Lo spettacolo, scritto da Clementi espressamente per le due attrici protagoniste e già vincitore della rassegna Attori in cerca d’autore di Ennio Coltorti, è una storia divertente e commovente sulla poetica della tranche de vie.

Una stanza scarsamente illuminata, l’ordine gelido della mobilia ad evocare una tetra periferia romana e suppellettili che tanto ricordano quelle “buone cose di pessimo gusto” del salotto di nonna Speranza di gozzaniana memoria. Non una finestra o un balcone che metta in comunicazione con il mondo esterno, che faccia intravvedere uno spicchio di cielo. La vita di fuori (o meglio la sua rappresentazione) irrompe attraverso un vecchio televisore (unica concessione alla modernità) sintonizzato su “Uomini e donne” di Maria de Filippi o viene sollecitata dalle telefonate notturne al sedicente mago Celsius che legge i tarocchi in un programma di chiaroveggenza su una TV locale.
In questo spazio vivono due sorelle zitelle, le “signorine” Addolorata e Rosaria, proprietarie di una piccola merceria, che si dilaniano senza requie tra ondate ricorrenti di amore-odio in un rapporto manifesto e mascherato di reciproca dipendenza, consuetudini e affinità negate. Diverse eppure non dissimili anche in quella simmetrica zoppia che le accomuna.

Tirchia, impaurita e affezionata Rosaria quanto vorrebbe essere spendacciona, libera e cinica Addolorata.
Addolorata la sognatrice, la “pupa”, come la chiama ancora la sorella con una punta di invidia che affonda le radici nell’infanzia. La superba interpretazione di Paola Tiziana Cruciani delinea un ritratto di donna caratterizzata da un tenero “astio famelico”, cosciente di essere costretta dalla sorella tirchia a vivere da povera.

--------------------------------

◆ **PROBLEMI DA RISOLVERE**:
a: Per favore, indica se ciascuna affermazione concorda con l'estratto sullo spettacolo, rispondendo sì o no e citando le parole decisive: (i) le due sorelle gestiscono una piccola merceria; (ii) nella stanza c'è una finestra da cui si vede uno spicchio di cielo; (iii) Rosaria è la sorella spendacciona.
b: Prosegui l'estratto sullo spettacolo partendo dopo la sua ultima frase.
Le righe dei dati forniti non hanno alcun legame con l'estratto sullo spettacolo.

--------------------------------

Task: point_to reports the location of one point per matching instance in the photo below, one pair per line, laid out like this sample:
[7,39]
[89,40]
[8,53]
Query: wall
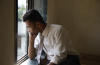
[82,19]
[6,32]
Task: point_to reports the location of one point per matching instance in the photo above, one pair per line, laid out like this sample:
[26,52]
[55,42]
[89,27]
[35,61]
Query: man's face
[32,28]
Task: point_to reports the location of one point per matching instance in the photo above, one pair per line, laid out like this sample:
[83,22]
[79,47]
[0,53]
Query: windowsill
[33,62]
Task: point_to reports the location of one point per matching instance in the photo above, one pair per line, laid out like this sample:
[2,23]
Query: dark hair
[33,16]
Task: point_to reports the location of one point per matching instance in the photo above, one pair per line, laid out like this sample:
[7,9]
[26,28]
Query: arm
[31,49]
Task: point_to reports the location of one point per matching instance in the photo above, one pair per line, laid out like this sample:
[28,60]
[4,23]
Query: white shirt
[57,44]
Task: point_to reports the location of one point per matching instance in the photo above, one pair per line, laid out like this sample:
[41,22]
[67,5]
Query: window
[22,35]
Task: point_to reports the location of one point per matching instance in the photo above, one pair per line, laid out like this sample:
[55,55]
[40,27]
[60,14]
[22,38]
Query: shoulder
[58,29]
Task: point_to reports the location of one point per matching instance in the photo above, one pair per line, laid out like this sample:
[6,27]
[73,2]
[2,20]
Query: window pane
[22,44]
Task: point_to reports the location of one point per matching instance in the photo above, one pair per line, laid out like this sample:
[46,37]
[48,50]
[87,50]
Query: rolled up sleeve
[60,47]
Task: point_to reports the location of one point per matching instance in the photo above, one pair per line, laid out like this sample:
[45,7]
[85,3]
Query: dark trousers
[70,60]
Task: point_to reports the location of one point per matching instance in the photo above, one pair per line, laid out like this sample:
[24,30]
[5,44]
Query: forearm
[31,51]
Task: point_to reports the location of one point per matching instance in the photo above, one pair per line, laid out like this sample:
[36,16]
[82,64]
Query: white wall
[82,19]
[6,32]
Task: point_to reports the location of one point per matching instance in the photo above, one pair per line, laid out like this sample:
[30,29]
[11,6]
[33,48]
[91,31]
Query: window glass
[21,44]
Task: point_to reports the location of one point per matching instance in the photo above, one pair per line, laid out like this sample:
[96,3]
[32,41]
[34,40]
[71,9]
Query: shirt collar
[46,30]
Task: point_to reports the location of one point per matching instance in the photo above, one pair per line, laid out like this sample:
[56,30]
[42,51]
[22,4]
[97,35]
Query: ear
[38,24]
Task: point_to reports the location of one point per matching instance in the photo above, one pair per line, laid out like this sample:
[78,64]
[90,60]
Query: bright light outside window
[21,44]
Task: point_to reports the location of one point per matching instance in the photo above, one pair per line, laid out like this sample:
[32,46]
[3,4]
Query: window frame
[25,57]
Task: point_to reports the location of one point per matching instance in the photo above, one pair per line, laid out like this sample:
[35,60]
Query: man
[55,41]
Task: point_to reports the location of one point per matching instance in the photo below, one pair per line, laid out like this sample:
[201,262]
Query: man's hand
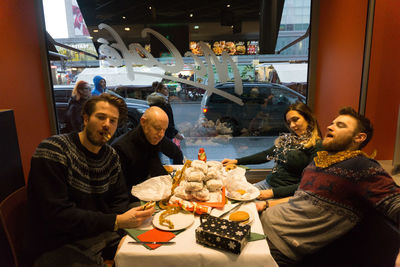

--------------------------------

◆ **LE RISPOSTE**:
a:
(i) Sì: "proprietarie di una piccola merceria".
(ii) No: "Non una finestra o un balcone che metta in comunicazione con il mondo esterno, che faccia intravvedere uno spicchio di cielo".
(iii) No: "Tirchia, impaurita e affezionata Rosaria".

b:
Lei che ha fame di carne, di comodità, di vestiti nuovi (vagheggia un delizioso tailleur beige da indossare per il matrimonio del cugino Augustarello).
Donna incompiuta che ha fame di vita. Eppure quella vita tanto desiderata e assaporata fugacemente: un incontro, il televisore nuovo, il forno a microonde, il pollo arrosto con le patate, le riserva una sorpresa ancor più amara gravandola di una responsabilità che in quei gesti infantili riservati alla sorella, ridotta ormai ad un destino di silenzio, si colora di amorevole rassegnazione.
Rosaria l’avara, avara di denaro ma non di sentimenti. Una vibrante Alessandra Costanzo ci regala una donna tutta casa e lavoro, lavoro e casa, sorella-padrona, unica a vegliare su un ordine di valori domestici che non deve essere compromesso e che solo lei pensa di sapere difendere fino in fondo.
Misura e sobrietà sono i suo imperativi mentre la sua tirchieria è forse identificabile con un’ansia “d’accumulo” dettata dalla paura della solitudine e dall’urgenza di garantirsi un futuro dignitoso. Ma è anche ragione di scontro quotidiano con la sorella, tra antichi livori e ruvide attenzioni.
Eh sì, perché Rosaria non è cattiva. Inflessibile, concreta e permalosa, il suo è un affetto pragmatico ma profondissimo che si manifesta per gesti minimi scevri da qualsivoglia sentimentalismo.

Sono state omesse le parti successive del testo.